▶ **Job**:
Print the listing from its first line through the line that contains "column 592, row 58", both included, copying those lines exactly and nothing else.

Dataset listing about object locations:

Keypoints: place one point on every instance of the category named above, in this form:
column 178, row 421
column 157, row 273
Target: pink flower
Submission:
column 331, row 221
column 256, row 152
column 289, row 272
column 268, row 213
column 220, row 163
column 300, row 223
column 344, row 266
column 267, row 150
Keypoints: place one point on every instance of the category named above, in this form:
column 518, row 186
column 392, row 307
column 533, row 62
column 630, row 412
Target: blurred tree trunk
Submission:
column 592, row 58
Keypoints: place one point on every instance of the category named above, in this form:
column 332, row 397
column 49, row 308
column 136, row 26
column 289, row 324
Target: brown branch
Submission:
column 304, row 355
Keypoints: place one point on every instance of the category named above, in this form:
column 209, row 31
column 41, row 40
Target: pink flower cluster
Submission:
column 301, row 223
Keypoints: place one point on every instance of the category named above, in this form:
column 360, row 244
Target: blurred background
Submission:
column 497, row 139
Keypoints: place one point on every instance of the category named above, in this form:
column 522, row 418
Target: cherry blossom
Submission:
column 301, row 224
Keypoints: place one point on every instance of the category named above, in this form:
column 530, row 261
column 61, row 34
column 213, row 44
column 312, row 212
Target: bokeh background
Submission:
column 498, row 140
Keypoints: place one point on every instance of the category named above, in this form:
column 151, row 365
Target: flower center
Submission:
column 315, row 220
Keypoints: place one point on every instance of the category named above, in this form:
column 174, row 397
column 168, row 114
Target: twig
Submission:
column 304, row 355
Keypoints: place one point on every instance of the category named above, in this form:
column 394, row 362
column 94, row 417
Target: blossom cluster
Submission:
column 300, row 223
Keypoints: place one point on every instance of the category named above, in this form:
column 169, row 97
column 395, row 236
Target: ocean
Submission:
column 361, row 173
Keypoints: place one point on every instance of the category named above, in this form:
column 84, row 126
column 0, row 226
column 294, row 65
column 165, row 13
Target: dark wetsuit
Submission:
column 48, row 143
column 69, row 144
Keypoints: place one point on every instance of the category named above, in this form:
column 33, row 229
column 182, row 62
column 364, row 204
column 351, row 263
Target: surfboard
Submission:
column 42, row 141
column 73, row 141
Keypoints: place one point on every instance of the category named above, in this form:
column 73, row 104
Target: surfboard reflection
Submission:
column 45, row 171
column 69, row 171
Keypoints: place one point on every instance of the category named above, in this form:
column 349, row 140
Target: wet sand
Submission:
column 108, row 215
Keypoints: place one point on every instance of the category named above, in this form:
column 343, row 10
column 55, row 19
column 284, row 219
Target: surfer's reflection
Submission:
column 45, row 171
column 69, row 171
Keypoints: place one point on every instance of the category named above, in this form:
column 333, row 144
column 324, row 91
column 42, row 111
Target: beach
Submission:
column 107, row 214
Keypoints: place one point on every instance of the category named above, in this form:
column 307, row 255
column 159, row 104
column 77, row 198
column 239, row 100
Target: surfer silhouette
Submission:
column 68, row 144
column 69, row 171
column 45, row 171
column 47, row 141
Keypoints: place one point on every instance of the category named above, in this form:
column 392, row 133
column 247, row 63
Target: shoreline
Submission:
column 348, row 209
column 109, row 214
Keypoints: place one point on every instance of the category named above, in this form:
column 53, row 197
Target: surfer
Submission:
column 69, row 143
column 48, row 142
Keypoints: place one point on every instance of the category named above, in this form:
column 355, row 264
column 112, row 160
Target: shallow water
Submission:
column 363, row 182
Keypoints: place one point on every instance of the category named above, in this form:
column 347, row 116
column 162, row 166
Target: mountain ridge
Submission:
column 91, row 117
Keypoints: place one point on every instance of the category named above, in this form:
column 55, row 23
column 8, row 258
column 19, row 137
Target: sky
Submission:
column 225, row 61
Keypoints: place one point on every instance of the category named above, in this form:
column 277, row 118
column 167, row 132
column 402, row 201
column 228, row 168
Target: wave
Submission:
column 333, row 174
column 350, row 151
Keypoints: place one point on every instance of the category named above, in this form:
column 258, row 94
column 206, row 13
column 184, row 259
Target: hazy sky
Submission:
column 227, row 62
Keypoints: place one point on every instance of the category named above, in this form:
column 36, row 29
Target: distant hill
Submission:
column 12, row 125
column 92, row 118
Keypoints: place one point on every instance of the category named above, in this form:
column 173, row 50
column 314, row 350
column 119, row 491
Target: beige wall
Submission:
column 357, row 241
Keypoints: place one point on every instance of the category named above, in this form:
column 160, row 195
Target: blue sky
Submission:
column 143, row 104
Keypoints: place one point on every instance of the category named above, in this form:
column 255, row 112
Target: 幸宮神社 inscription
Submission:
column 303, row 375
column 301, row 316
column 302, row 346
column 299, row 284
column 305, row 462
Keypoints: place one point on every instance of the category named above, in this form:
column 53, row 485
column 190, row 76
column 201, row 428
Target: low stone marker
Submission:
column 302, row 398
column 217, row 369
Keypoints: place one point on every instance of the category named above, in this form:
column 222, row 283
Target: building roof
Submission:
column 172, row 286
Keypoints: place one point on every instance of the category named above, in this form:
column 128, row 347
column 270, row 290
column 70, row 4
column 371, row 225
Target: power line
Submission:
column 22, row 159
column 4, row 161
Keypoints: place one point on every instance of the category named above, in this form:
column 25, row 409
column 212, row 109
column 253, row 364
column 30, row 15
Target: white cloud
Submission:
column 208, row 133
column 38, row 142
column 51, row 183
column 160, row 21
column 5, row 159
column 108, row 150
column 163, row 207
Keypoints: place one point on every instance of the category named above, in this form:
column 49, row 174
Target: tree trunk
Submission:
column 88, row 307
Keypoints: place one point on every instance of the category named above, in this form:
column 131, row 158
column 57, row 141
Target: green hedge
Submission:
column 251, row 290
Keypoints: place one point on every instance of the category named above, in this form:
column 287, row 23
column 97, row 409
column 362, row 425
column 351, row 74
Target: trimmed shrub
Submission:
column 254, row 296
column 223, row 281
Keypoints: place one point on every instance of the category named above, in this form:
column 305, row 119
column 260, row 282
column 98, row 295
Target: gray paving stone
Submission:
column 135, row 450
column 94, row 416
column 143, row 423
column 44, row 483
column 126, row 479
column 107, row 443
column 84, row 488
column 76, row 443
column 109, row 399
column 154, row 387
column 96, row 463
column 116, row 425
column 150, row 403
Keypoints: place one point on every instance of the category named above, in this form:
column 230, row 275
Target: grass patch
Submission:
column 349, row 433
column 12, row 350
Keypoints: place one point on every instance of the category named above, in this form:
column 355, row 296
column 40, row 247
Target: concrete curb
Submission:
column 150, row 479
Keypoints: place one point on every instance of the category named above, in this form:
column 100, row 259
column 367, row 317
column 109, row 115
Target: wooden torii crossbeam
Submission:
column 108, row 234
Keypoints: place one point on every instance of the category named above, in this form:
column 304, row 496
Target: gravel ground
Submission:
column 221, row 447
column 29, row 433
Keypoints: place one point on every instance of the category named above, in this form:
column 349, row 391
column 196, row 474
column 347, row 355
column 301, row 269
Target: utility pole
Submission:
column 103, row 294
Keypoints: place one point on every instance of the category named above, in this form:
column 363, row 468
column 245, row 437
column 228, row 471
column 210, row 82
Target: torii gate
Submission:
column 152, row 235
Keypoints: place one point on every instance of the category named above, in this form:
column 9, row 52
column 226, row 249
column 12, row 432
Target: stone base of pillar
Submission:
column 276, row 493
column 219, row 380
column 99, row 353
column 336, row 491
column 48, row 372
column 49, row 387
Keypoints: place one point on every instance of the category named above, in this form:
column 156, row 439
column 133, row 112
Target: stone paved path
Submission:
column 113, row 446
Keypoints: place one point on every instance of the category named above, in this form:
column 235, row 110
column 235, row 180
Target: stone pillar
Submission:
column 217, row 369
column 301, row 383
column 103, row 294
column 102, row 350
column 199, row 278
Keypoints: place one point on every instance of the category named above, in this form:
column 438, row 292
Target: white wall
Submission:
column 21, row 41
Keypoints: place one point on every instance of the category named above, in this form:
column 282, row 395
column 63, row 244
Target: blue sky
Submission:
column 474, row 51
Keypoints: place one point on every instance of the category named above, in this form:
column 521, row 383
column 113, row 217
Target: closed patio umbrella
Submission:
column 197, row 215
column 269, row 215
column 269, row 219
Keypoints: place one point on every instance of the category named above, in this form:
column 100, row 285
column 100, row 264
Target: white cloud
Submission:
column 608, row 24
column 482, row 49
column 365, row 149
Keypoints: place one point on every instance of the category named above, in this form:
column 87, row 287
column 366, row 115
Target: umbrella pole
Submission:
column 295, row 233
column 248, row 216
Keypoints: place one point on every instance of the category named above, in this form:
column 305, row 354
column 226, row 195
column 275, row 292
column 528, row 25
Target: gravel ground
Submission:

▶ **Expected output**:
Keypoints: place one point on every instance of the category named above, in this form:
column 178, row 421
column 157, row 273
Target: pink flower
Submission:
column 331, row 221
column 256, row 152
column 289, row 272
column 268, row 213
column 220, row 163
column 300, row 223
column 344, row 266
column 267, row 150
Keypoints: place one point on every instance of the category named above, in this form:
column 518, row 186
column 392, row 307
column 533, row 62
column 630, row 412
Target: blurred tree trunk
Submission:
column 592, row 58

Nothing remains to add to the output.